From the line containing "Teacher note: indicate the paved driveway" through the last line of the data, return those lines exactly as written and nothing more.

___ Records for the exercise

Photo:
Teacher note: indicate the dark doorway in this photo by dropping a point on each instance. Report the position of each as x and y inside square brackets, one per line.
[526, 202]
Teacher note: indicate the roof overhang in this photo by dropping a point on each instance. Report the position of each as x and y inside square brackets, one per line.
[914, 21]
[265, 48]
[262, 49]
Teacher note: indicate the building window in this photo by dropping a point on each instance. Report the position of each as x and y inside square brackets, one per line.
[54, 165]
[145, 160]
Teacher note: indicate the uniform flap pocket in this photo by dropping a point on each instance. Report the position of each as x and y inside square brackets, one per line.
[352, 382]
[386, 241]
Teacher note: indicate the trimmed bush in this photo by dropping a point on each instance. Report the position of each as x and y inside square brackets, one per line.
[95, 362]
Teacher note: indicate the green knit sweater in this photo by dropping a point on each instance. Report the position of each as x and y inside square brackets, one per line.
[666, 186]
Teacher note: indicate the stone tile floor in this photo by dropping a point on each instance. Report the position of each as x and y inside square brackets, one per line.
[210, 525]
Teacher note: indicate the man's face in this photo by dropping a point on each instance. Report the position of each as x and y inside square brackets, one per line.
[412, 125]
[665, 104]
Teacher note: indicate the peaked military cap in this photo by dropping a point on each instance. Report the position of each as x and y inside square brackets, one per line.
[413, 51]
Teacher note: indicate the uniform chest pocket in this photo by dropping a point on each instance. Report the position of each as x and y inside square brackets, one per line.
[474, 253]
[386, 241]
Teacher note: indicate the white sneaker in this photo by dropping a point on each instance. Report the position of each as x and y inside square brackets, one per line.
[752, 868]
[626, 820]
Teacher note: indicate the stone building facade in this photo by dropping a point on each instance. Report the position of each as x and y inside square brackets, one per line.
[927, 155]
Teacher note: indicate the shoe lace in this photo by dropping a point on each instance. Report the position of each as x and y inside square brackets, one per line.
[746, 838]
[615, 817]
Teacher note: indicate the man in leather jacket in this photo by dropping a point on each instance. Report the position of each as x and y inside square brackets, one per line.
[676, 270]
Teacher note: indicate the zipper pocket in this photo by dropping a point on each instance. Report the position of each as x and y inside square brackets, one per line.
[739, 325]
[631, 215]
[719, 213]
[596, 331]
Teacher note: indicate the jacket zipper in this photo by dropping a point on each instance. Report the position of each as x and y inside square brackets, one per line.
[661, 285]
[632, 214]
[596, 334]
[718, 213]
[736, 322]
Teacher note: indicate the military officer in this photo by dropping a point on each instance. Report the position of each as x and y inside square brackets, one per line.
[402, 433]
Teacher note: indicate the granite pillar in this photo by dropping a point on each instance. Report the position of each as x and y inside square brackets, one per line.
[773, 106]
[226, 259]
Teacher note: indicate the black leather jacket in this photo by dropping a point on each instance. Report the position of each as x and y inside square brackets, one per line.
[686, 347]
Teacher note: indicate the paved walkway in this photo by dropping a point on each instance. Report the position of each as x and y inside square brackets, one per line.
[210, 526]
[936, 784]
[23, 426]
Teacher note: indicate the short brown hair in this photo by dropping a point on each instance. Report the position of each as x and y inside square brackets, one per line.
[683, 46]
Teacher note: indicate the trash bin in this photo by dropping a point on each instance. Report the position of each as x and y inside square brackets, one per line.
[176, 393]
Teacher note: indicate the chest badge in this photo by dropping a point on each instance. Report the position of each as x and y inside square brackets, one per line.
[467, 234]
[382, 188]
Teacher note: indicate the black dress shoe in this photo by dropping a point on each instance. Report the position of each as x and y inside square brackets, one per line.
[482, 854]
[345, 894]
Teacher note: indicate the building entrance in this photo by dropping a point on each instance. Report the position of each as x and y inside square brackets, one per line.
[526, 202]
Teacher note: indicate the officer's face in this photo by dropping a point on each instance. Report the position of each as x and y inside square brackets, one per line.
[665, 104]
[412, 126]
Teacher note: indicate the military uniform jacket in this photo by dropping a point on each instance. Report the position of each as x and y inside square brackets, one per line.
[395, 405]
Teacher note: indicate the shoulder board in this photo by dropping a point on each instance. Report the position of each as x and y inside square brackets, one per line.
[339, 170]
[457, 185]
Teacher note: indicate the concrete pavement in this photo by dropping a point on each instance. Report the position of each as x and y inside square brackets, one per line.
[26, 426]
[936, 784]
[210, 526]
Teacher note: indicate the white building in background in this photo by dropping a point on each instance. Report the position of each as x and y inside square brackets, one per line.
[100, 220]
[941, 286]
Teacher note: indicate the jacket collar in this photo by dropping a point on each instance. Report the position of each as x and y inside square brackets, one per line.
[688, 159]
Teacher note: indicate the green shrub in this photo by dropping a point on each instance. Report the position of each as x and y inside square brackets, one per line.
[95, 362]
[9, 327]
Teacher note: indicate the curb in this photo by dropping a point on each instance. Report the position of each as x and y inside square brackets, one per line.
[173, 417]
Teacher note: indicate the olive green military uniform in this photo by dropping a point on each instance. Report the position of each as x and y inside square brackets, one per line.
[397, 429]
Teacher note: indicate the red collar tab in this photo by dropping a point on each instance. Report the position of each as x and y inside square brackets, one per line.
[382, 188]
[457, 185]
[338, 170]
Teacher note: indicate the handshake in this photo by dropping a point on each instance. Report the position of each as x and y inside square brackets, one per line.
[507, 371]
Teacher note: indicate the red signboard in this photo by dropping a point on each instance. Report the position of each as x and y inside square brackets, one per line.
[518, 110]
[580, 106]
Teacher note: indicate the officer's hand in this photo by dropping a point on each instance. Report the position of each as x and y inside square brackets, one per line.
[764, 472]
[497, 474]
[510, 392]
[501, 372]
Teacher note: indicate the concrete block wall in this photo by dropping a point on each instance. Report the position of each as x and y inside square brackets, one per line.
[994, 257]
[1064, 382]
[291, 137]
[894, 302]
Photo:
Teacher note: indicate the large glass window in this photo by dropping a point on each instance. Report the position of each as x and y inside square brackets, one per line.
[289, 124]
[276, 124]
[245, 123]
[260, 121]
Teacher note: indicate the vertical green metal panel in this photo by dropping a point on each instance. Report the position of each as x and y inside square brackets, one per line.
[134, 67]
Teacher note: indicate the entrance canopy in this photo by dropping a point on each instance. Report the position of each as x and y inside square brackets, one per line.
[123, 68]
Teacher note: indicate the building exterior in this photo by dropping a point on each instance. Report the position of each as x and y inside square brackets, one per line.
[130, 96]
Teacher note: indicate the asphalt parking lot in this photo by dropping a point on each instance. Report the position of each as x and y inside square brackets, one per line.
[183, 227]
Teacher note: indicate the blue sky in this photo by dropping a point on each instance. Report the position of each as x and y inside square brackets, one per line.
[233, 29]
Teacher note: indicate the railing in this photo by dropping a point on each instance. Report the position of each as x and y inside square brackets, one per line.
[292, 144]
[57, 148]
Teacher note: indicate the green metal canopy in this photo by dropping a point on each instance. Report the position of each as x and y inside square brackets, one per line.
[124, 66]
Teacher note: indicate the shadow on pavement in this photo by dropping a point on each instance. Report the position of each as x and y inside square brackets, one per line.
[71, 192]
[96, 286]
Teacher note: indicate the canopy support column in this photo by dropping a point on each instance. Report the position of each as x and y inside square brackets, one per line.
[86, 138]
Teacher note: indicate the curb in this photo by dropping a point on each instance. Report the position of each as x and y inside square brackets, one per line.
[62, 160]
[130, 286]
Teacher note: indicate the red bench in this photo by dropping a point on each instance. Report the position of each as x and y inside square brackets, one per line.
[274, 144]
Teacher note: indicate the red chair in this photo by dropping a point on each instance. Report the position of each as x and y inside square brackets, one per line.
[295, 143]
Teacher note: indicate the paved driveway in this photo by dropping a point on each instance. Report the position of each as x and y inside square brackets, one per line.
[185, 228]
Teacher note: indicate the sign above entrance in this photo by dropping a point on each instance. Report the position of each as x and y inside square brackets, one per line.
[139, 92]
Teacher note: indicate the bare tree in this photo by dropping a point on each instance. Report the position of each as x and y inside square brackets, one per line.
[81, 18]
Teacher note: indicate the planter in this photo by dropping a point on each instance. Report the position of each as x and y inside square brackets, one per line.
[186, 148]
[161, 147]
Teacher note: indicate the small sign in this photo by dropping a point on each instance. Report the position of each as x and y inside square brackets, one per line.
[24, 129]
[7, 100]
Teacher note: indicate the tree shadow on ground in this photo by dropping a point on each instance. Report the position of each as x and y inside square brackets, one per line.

______

§ **Exercise result**
Teacher note: indicate the paved driveway in this photo by dropping a point on each instance. Report the position of each as x and y inside square brackets, one per line.
[185, 228]
Teacher note: indicate the sign above entrance in this photo by dropping a point on each instance. Report the position of each as x and y inside square brackets, one per line.
[139, 92]
Teacher note: indicate the bare tree in this photo by dropping a point on each instance. Report the position of each as x and y inside square brackets, one per line.
[81, 18]
Teacher note: indicate the planter in this photo by dropping a point on each instance. Report the position of each as x and y inside square brackets, one per line.
[186, 148]
[161, 147]
Teacher note: indicate the small sign in this photo by dropping a point on each instance. Report the position of each as x and y inside square brackets, one per line.
[24, 129]
[7, 100]
Teacher note: indicate the tree shadow on ground in this photo by dropping a point on each instance. Report the position of each as x and y inside square brackets, one per line.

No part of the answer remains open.